### What you need to do
Beginning at the line that includes "Annotate the pink", return each line exactly through the end of the listing, and no line before it.

### Data for review
***
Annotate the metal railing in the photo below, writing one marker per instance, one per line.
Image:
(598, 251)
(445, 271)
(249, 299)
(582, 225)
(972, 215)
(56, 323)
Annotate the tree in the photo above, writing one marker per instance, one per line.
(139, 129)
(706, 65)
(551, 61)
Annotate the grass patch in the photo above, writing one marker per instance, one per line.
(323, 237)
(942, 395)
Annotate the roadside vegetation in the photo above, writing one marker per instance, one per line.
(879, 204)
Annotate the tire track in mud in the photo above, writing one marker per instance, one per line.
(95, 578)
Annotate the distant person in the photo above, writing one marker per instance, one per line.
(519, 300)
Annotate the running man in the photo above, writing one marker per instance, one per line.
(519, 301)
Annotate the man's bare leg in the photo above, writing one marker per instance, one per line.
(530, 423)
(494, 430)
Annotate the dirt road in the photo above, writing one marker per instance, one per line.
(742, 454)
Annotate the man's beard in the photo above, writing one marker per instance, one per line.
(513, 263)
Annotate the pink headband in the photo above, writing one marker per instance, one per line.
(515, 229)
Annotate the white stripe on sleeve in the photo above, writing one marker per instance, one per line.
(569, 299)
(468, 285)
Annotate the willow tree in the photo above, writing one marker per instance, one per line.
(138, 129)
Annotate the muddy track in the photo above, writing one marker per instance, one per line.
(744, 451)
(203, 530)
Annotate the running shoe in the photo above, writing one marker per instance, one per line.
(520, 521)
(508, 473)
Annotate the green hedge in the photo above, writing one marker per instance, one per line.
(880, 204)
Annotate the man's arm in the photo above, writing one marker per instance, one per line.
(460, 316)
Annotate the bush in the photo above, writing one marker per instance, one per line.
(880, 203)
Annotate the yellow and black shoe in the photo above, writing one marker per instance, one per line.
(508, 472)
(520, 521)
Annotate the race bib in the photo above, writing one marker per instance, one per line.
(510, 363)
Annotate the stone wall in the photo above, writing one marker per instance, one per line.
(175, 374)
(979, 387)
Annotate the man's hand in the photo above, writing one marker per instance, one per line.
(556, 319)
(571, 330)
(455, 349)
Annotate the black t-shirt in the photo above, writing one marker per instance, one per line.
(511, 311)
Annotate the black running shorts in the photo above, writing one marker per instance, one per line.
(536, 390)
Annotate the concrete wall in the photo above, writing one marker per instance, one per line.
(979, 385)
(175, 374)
***
### Written answer
Annotate the pink headband in the photo above, writing one marker per instance, one per line.
(515, 229)
Annotate the white stripe on sleeve in the photo above, writing one marker per instance, one per line.
(569, 299)
(468, 285)
Annotate the willow tree in the photo above, writing one marker per instance, one per line.
(138, 129)
Annotate the muddy track in the photo above, writing one marker per instance, one per line.
(744, 451)
(203, 530)
Annotate the running shoe in the photo above, writing one marker per instance, one per line.
(520, 521)
(508, 473)
Annotate the green hedge in the photo above, writing one marker per instance, one per line.
(880, 204)
Annotate the man's arm in the photo above, writing one marker per instance, one per line.
(460, 316)
Annotate the bush in the photo above, writing one marker per instance, one per line.
(880, 203)
Annotate the yellow and black shoe in the photo above, writing one marker per instance, one per line.
(508, 472)
(520, 521)
Annotate the race bib in the photo above, writing one marker per instance, one per line.
(510, 363)
Annotate the stone wall in the photo above, writing one marker per instance, one per line.
(175, 374)
(979, 387)
Annotate the man's hand in the photo above, writing one marker per instance, one per line.
(556, 319)
(571, 330)
(455, 349)
Annotate the black t-shirt in the photo above, writing one marker per instance, one per line.
(511, 311)
Annotate the black running shorts in the photo above, writing one marker per instance, one per line.
(536, 390)
Annotate the concrete wall in the photo above, writing one marker per instance, one per line.
(979, 385)
(175, 374)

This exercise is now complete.